- [What you have to do]: Transcribe every line exactly and omit anything that is a picture.

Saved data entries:
▬▬▬▬▬▬▬▬▬▬
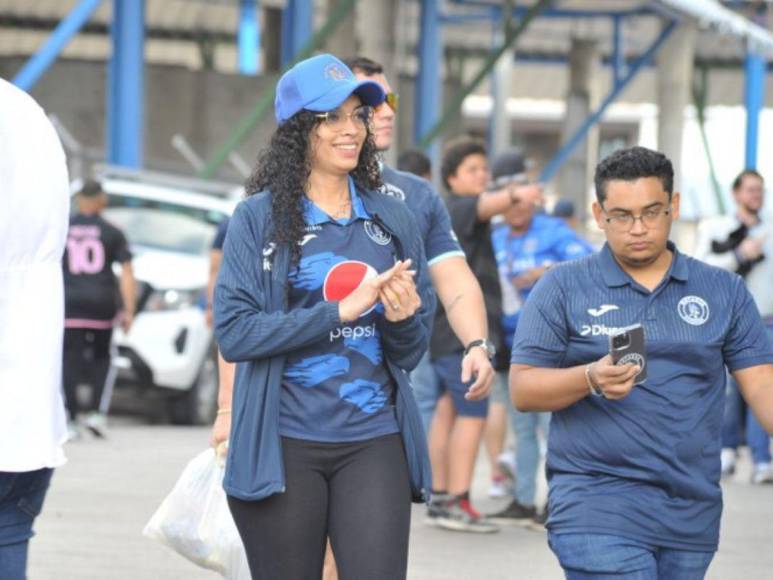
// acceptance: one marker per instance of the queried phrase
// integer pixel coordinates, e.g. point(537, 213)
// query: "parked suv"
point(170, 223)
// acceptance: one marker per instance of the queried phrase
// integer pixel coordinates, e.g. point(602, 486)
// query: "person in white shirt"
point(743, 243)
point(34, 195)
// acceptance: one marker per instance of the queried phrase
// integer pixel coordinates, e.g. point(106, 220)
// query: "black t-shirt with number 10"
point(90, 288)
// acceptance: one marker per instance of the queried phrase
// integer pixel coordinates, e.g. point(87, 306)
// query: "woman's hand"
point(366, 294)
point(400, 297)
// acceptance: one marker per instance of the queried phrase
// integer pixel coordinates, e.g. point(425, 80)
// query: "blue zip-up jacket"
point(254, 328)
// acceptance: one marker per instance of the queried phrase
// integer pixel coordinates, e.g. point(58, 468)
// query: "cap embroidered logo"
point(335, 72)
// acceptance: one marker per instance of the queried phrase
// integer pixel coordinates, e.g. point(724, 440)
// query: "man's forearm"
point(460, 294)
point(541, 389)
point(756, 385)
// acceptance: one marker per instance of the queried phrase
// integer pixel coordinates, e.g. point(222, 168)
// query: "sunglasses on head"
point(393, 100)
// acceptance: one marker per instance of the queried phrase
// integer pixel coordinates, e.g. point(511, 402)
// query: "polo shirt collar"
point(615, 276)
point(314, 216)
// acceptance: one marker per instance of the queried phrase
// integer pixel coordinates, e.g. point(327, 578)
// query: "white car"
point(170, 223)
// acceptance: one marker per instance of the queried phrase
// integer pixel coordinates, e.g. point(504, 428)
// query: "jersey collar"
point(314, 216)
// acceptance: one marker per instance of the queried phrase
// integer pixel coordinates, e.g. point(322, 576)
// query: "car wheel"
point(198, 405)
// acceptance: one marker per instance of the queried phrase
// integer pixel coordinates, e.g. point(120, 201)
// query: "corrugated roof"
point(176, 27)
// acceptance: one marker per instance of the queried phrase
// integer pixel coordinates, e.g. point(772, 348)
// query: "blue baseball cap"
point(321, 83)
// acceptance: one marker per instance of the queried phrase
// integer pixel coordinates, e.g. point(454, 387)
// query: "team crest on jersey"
▬▬▬▬▬▬▬▬▬▬
- [Exercise output]:
// acceptance: one marker per instance of the queried phrase
// integer pixel coordinates, e.g. point(537, 213)
// query: "parked suv"
point(170, 223)
// acceptance: one marker per instance of the queried phrase
// integer pixel coordinates, e.g. point(602, 486)
// query: "person in white shirt"
point(743, 243)
point(34, 195)
// acceptance: one marker per instance of the queried phrase
// integer pixel coordinates, e.g. point(106, 220)
// query: "black t-shirt with number 10"
point(90, 288)
// acceptance: one marker per instance of the queried phrase
// integer pixel coordinates, e.g. point(87, 306)
// query: "woman's hand"
point(366, 294)
point(400, 297)
// acceptance: one marker per instance of the queried phrase
// integer pixel coordinates, e.g. point(425, 80)
// query: "blue zip-up jacket"
point(254, 328)
// acceptance: one marker per instance of the queried phrase
// integer pixel coordinates, e.g. point(58, 468)
// query: "cap embroidered logo"
point(335, 72)
// acceptance: one marker per instance of the queried phrase
// integer pixel coordinates, e.g. point(724, 440)
// query: "man's forearm"
point(460, 294)
point(541, 389)
point(756, 385)
// acceptance: one marker per instance of the queried phrase
// integer pixel coordinates, e.g. point(222, 168)
// query: "sunglasses on head"
point(393, 100)
// acceptance: one marker per instance of the queried phrase
// integer pixel coordinates, e.g. point(511, 402)
// query: "polo shirt collar"
point(615, 276)
point(314, 216)
// acceptance: one marker per instance of the queried phrase
// integer pixel coordinates, e.g. point(327, 578)
// query: "white car"
point(170, 223)
// acceptance: one marker per instance of the queried phrase
// integer pixel coordinates, e.g. point(504, 428)
// query: "jersey collar"
point(314, 216)
// acceptance: one marker per instance of the queried phrase
// integer pixel coordinates, e.g. point(322, 576)
// query: "car wheel"
point(198, 405)
// acceptance: one marker per instance of the queried phrase
// integer pixel coordinates, e.g. point(120, 201)
// query: "corrugated roof"
point(176, 27)
// acceptance: one marker per instance of the queried phrase
// integer pixel coordinates, e.g. point(772, 348)
// query: "blue baseball cap"
point(321, 83)
// acceptance: one marker per instance of the queried phrase
// integer pixel coordinates, e.g. point(454, 387)
// query: "team crest on jersey"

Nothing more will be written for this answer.